* THE EXERCISE
Rewrite the records from the line containing "tag the white ceiling, one" through the line containing "<point>314,415</point>", inclusive, replacing "Query" with "Target" and leaving everything else unchanged.

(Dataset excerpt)
==================================================
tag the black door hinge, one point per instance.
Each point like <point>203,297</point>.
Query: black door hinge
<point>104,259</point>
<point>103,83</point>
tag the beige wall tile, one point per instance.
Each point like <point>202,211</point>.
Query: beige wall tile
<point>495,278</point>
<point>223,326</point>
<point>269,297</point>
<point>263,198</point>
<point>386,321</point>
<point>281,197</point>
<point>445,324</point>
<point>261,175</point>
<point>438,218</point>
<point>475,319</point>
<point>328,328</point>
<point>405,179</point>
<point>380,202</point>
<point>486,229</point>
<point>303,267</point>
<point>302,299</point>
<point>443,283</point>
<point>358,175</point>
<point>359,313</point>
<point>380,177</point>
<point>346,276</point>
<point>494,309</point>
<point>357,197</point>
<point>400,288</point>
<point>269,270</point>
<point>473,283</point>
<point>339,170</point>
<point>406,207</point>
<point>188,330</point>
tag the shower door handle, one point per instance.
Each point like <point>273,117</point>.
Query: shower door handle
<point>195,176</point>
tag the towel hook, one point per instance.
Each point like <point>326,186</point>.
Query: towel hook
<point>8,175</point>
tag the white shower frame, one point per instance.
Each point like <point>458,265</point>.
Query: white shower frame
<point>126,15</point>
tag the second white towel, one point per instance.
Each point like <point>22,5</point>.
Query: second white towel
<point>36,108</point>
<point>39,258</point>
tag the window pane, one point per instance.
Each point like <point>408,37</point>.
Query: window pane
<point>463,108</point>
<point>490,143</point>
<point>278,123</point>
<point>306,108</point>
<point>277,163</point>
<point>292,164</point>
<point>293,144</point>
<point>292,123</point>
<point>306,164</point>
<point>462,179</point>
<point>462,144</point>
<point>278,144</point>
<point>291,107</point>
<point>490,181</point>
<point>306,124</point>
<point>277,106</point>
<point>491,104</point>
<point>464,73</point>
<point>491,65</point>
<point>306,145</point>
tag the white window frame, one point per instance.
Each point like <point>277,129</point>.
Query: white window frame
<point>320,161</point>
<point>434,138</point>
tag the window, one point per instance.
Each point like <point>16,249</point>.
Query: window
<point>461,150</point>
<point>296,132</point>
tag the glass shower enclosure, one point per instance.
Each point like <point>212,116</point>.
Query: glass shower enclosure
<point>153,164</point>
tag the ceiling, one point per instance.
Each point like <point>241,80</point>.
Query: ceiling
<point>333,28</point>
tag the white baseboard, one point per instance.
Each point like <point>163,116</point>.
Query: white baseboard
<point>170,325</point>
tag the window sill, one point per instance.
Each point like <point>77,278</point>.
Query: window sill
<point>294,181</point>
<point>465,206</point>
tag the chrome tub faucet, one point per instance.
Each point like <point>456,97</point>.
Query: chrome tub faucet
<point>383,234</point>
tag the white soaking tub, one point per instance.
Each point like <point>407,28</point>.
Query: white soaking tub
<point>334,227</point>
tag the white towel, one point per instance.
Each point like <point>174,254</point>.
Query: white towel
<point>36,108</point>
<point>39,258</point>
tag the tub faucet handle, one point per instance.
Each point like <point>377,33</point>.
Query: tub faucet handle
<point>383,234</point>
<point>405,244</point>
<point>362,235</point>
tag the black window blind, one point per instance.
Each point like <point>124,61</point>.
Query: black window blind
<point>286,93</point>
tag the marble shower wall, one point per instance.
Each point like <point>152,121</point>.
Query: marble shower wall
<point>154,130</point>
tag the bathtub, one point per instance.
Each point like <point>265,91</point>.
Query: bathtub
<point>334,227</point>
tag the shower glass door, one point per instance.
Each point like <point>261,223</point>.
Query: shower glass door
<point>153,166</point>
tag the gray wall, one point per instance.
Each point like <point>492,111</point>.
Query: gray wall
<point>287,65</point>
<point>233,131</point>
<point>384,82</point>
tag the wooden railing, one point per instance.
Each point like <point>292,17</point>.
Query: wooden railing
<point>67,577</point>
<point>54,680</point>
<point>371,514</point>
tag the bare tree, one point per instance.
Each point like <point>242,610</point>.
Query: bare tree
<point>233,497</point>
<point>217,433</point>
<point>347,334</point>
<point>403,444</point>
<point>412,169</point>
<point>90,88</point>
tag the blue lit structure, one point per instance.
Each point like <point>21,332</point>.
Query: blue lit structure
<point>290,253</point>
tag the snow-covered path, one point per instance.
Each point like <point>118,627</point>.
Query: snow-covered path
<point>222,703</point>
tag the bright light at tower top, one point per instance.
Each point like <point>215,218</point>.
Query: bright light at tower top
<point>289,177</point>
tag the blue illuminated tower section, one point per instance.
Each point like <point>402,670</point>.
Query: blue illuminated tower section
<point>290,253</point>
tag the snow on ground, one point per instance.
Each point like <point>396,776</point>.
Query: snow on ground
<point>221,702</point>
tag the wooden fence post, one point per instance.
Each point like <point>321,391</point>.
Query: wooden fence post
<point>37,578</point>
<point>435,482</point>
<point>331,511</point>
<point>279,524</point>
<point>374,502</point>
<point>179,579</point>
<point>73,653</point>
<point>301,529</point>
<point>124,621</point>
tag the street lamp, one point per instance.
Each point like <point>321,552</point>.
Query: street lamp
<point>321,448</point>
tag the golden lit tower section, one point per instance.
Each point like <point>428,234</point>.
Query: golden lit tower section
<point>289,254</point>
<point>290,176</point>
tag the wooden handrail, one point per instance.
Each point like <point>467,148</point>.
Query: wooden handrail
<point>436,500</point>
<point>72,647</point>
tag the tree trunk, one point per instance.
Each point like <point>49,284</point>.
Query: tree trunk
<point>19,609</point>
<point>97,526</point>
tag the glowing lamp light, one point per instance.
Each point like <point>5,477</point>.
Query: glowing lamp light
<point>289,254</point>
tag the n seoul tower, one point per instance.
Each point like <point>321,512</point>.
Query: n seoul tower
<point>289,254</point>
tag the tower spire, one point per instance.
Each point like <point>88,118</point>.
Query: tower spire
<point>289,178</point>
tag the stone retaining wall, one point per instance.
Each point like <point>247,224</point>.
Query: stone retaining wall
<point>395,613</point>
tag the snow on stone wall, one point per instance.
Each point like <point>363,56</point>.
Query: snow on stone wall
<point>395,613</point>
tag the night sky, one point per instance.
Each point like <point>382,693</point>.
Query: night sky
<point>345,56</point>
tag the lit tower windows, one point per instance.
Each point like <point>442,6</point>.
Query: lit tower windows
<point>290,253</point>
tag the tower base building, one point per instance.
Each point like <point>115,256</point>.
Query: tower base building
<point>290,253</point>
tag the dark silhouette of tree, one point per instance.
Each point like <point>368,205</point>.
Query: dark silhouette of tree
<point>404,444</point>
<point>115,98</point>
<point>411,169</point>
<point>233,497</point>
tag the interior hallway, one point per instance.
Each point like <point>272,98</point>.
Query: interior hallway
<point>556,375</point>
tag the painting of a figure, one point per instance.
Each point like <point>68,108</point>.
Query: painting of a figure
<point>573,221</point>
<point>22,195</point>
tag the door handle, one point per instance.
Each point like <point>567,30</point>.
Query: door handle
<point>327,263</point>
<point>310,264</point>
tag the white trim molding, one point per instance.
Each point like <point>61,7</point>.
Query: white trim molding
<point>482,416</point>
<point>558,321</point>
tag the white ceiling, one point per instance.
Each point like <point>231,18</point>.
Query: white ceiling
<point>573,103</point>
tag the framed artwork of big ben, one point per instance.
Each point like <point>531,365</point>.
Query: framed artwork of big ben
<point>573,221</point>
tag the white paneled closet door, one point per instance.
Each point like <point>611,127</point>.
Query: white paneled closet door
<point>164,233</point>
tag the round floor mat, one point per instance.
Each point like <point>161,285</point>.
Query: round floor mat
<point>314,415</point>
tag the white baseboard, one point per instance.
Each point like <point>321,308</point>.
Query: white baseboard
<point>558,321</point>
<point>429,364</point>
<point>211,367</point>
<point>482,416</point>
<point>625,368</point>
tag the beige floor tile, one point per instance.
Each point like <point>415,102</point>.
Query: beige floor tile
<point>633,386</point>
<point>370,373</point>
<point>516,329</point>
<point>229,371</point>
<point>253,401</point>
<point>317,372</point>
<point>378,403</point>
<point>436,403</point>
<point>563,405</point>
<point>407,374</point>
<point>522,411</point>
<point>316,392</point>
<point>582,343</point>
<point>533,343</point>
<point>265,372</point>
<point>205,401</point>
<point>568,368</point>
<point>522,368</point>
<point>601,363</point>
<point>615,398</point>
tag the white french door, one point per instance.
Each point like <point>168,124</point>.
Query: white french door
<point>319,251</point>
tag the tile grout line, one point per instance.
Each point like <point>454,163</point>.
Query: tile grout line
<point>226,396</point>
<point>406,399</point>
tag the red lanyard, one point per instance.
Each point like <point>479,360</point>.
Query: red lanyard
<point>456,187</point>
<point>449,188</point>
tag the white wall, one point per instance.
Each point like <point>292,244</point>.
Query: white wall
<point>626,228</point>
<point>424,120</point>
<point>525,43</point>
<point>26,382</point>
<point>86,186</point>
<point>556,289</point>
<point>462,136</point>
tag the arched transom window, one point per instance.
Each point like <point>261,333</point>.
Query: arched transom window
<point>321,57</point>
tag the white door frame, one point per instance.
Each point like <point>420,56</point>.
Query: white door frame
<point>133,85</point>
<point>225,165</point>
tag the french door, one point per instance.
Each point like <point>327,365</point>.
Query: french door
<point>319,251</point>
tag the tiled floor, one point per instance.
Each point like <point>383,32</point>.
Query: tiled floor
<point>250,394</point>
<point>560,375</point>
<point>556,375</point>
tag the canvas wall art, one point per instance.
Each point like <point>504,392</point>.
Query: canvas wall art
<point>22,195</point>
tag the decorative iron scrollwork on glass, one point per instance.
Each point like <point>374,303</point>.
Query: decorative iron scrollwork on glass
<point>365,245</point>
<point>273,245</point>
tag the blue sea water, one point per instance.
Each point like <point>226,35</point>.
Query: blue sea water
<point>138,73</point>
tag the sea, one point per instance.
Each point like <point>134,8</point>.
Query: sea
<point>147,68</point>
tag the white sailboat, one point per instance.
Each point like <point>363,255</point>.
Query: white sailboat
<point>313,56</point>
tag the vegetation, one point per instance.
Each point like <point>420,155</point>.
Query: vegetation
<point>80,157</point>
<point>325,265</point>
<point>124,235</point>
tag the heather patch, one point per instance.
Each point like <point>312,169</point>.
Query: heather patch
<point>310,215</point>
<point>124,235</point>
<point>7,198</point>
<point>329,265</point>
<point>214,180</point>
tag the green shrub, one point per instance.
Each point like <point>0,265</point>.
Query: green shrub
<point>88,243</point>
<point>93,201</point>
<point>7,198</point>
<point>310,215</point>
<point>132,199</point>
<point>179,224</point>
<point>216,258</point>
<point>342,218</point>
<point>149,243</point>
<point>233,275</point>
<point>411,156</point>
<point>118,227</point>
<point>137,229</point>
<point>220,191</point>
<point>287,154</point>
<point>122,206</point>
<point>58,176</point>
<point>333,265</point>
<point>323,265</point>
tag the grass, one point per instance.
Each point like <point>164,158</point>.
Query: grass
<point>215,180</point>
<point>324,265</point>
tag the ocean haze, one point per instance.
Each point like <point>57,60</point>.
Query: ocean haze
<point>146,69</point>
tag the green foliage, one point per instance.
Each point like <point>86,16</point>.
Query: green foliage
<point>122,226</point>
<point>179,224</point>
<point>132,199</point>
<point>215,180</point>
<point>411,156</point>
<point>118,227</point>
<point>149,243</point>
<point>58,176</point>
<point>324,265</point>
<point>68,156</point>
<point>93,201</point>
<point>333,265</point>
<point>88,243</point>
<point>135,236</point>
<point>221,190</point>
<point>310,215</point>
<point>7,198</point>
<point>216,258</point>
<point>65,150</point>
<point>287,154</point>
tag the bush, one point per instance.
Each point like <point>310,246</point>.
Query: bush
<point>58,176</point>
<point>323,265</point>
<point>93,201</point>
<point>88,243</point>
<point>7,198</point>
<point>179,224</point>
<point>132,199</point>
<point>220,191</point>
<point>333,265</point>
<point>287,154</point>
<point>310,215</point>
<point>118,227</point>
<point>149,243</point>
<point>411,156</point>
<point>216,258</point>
==================================================
* CORRECT OUTPUT
tag the white ceiling, one point per instance.
Each point like <point>231,18</point>.
Target: white ceiling
<point>573,103</point>
tag the framed artwork of big ben, one point per instance.
Each point like <point>531,365</point>.
Target: framed artwork of big ben
<point>573,221</point>
tag the white paneled closet door, one point per instance.
Each point like <point>611,127</point>.
Target: white paneled closet door
<point>164,233</point>
tag the round floor mat, one point per instance.
Each point like <point>161,285</point>.
Target: round floor mat
<point>314,415</point>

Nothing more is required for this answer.